* [Activity]
Rewrite the passage on measuring white-collar productivity from "This precision, in" to "or corporate executives.", swapping "engineers" for "accountants".

* [Excerpt provided]
== Segment start ==
This precision, in turn, is why the frequent citation of this study is trash: “repetitive, straightforward tasks that can easily be quantified” is the polar opposite of most white-collar work. Much of that highly routine work is being turned over to self-service or automated arrangements - the customer is after all a travel agency, which have largely been driven out of business in the US in favor of self-service solutions. It’s hard to imagine how this would translate to engineers, for example - you could look at lines of code or number of commits, but either of these are pretty poor measurements of value-added. It’s going to be even fuzzier when looking at e.g., lawyers or graphic designers, or corporate executives.
Supervision by surveillance
This problem represents a killer issue for any desire to automate assessment for most non-routine work: how do you define the outcome you’re measuring? For people that are not handling simple, comparable, easily discretized outcomes - bookings made, for example - there is almost no conceivable alternative to subjective judgment. There are boatloads of new “AI startups” that promise to take the subjective judgment out of the equation, but if you ask me that just moves the problem back a few layers.
Enaible seems like a pretty typical example, based on this writeup in the MIT Technology Review [MIT]:
It is developing machine-learning software to measure how quickly employees complete different tasks and suggest ways to speed them up. The tool also gives each person a productivity score, which managers can use to identify those employees who are most worth retaining—and those who are not.
The issue of course is that this software encodes a hugely questionable subjective judgment: that speed and productivity are the same. This is hardly going to be the case for many professional roles: the most obvious are accounting or engineering, where small mistakes made in haste can lead to incredibly costly or dangerous downstream consequences. Speed or “productivity”-based metricization will also poorly represent many fuzzier or more creative fields, particularly those such as e.g. marketing or branding where they may be hugely asymmetric payoffs to getting your message just right.
The drive for (false feelings of) control
Ultimately I think the drive to capture white-collar productivity in numbers speaks to a desire for control and lack of trust. This hunger and desire for things like productivity scoring no doubt contributes to many of the environments that have adapted most poorly to remote work. There are many of these environments, with Harvard Business Review reporting that roughly 40% of managers do not think they can effectively run their team remotely [HBR]. Furthermore, the reason for this seems to be related to control or perceived lack thereof:
Second, managers who reported lower job autonomy in their own work, close monitoring from their own boss, and a high degree of mistrust from their own boss had more negative beliefs about remote working, and greater mistrust of their workers. These findings suggest a social learning process in which managers learn how to supervise and treat their workers by observing their own managers. We believe this is because, when their own managers treat them with mistrust by closely monitoring them, they associate this behavior with being a manager and replicate it in their own leadership action. In other words, we believe they start to think that close monitoring and micromanaging is what the organizations expects of them.
== Segment end ==
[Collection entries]
== Segment start ==
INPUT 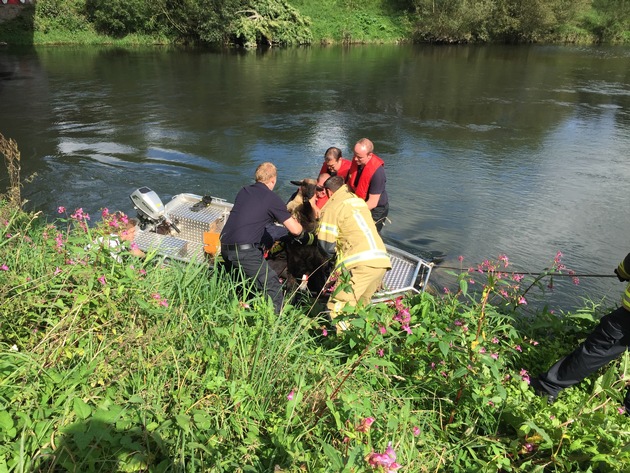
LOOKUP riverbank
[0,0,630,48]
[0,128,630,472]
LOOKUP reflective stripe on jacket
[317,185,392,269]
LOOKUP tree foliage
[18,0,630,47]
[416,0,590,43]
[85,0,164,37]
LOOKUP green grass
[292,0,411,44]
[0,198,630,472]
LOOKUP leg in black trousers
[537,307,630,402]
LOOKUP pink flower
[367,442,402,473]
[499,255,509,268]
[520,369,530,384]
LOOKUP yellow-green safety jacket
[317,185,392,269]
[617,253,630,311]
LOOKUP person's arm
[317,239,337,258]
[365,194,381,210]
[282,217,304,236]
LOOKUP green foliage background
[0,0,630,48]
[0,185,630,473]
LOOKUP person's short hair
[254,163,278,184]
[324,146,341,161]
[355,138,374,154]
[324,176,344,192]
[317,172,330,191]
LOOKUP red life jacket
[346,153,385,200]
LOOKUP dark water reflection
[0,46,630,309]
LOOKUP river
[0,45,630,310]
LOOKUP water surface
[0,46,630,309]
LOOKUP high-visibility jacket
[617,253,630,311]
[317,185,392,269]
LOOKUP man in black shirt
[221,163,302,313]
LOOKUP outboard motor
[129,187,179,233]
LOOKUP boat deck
== Segment end ==
* [The answer]
This precision, in turn, is why the frequent citation of this study is trash: “repetitive, straightforward tasks that can easily be quantified” is the polar opposite of most white-collar work. Much of that highly routine work is being turned over to self-service or automated arrangements - the customer is after all a travel agency, which have largely been driven out of business in the US in favor of self-service solutions. It’s hard to imagine how this would translate to accountants, for example - you could look at lines of code or number of commits, but either of these are pretty poor measurements of value-added. It’s going to be even fuzzier when looking at e.g., lawyers or graphic designers, or corporate executives.